EXERCISE:
Retype all of the listing exactly, passing over any picture you find.

SOURCE MATERIAL:
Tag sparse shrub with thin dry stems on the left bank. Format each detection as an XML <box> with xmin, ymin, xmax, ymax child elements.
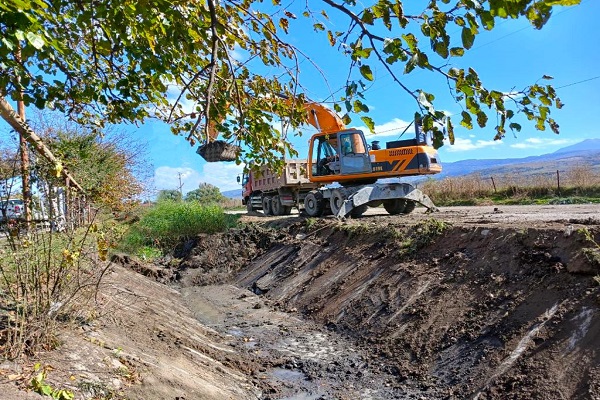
<box><xmin>0</xmin><ymin>212</ymin><xmax>119</xmax><ymax>358</ymax></box>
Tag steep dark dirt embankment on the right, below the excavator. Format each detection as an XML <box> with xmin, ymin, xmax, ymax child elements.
<box><xmin>176</xmin><ymin>217</ymin><xmax>600</xmax><ymax>399</ymax></box>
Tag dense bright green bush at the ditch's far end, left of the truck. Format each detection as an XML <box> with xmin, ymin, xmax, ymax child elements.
<box><xmin>122</xmin><ymin>200</ymin><xmax>238</xmax><ymax>255</ymax></box>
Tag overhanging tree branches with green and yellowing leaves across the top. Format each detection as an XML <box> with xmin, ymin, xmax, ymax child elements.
<box><xmin>0</xmin><ymin>0</ymin><xmax>580</xmax><ymax>170</ymax></box>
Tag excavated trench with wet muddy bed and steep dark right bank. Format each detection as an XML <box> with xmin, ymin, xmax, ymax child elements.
<box><xmin>156</xmin><ymin>218</ymin><xmax>600</xmax><ymax>399</ymax></box>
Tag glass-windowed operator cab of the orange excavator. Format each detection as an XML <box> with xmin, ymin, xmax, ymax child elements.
<box><xmin>309</xmin><ymin>129</ymin><xmax>372</xmax><ymax>183</ymax></box>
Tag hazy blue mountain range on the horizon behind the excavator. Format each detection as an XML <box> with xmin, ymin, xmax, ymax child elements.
<box><xmin>222</xmin><ymin>139</ymin><xmax>600</xmax><ymax>199</ymax></box>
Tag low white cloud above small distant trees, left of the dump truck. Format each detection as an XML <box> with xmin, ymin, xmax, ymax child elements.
<box><xmin>154</xmin><ymin>162</ymin><xmax>244</xmax><ymax>194</ymax></box>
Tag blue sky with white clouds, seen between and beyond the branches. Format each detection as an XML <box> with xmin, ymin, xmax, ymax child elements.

OUTPUT FOR THIS TASK:
Tag sparse shrub with thin dry stems on the left bank. Format each detection as an XML <box> with xmin, ymin, xmax, ymax child elements.
<box><xmin>0</xmin><ymin>212</ymin><xmax>119</xmax><ymax>358</ymax></box>
Tag steep dark dirt embankment on the right, below the excavator. Format each detection as an XML <box> with xmin, ymin, xmax, ymax child elements.
<box><xmin>176</xmin><ymin>217</ymin><xmax>600</xmax><ymax>399</ymax></box>
Tag dense bright green bush at the ditch's far end, left of the truck. Format each detection as an XML <box> with xmin, ymin, xmax, ymax child elements.
<box><xmin>122</xmin><ymin>200</ymin><xmax>238</xmax><ymax>255</ymax></box>
Tag overhanging tree branches with green and yellowing leaves across the top. Format each detection as an XML <box> with xmin, ymin, xmax, ymax child elements.
<box><xmin>0</xmin><ymin>0</ymin><xmax>580</xmax><ymax>170</ymax></box>
Tag excavated trench with wet muddy bed and steep dark right bank. Format each detection as an XML <box> with xmin, ymin, xmax, ymax child elements.
<box><xmin>156</xmin><ymin>218</ymin><xmax>600</xmax><ymax>399</ymax></box>
Tag glass-windowed operator cab of the orange excavator. Format each detection as an XML <box> with xmin, ymin, xmax, ymax child elements.
<box><xmin>309</xmin><ymin>129</ymin><xmax>372</xmax><ymax>183</ymax></box>
Tag hazy blue mountain range on the horizon behind the excavator. Format each detection as an XML <box> with xmin, ymin, xmax, ymax child elements.
<box><xmin>222</xmin><ymin>139</ymin><xmax>600</xmax><ymax>199</ymax></box>
Tag low white cloud above small distant trees, left of the dump truck. Format each detection as an XML <box> with xmin, ymin, xmax, ymax child elements.
<box><xmin>154</xmin><ymin>162</ymin><xmax>244</xmax><ymax>194</ymax></box>
Tag blue sky with white clouds, seen between and beyond the branches. Format each detection as an XML <box> with xmin, ymin, xmax, ymax child elements.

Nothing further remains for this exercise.